# Flop-Regisseur sagt: Marvel und Star Wars ruinieren die Filmwelt!



## GoodnightSolanin (8. Februar 2022)

Jetzt ist Deine Meinung zu *Flop-Regisseur sagt: Marvel und Star Wars ruinieren die Filmwelt!* gefragt.

					Bitte beachtet: Der Kommentarbereich wird gemäß der Forenregeln moderiert.

__ Zum Artikel: *Flop-Regisseur sagt: Marvel und Star Wars ruinieren die Filmwelt!*


Dir ist ein Fehler im Artikel aufgefallen? Dann zögere nicht uns deine Entdeckung im Feedback-Thread zu Artikeln mitzuteilen.


----------



## EvilReFlex (8. Februar 2022)

Nein, dieser Woke und PC Bullshit ruinieren die Filmwelt.


----------



## Gast1649365804 (8. Februar 2022)

Er hat nicht ganz unrecht. Im Hinblick auf seine eigenen Machwerke in den letzten Jahren wirkt die Kritik dahingehend aber schon ironisch.


----------



## sauerlandboy79 (8. Februar 2022)

General-Lee schrieb:


> Er hat nicht ganz unrecht. Im Hinblick auf seine eigenen Machwerke in den letzten Jahren wirkt die Kritik dahingehend aber schon ironisch.


Ich finde man muss das ein wenig relativieren. Sicher, Emmerich hatte auch ein Paar richtige Mega-Erfolge (ID4, The Day After Tommorow, 2012), aber nicht durchweg, und nur einmal (ID4) hat er es zum erfolgreichsten Film des Jahres geschafft. Fast 2 Jahrzehnte hat er das Katastrophenfilm-/SFX-Action-Kino mitbestimmt, doch nun sind es Marvel und DC die das große Geld einspielen.

□ □ □

AUFGABE
Beantworte die folgenden Fragen zum Textabschnitt oben.
1. Welche beiden Namen stehen in der Überschrift als Verursacher des Ruins der Filmwelt?
2. An welchem Datum wurde der Beitrag von GoodnightSolanin verfasst?
3. Mit welchem Film hat es Emmerich laut sauerlandboy79 zum erfolgreichsten Film des Jahres geschafft?

VERFÜGBARE DATEN
□ □ □

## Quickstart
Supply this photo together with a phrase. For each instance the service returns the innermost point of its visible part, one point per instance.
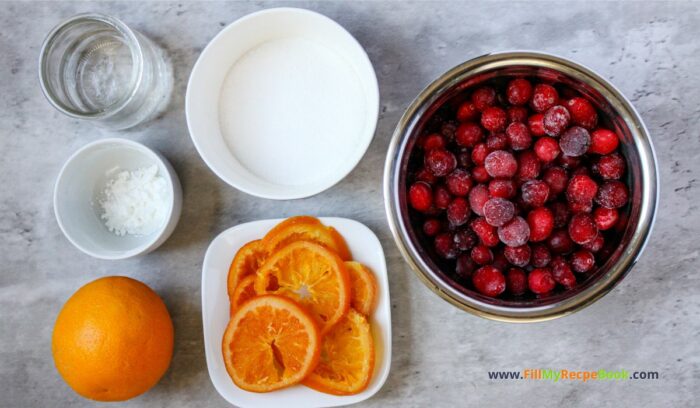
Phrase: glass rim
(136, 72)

□ □ □

MUSTERLÖSUNG
1. Marvel und Star Wars
2. Am 8. Februar 2022
3. Mit ID4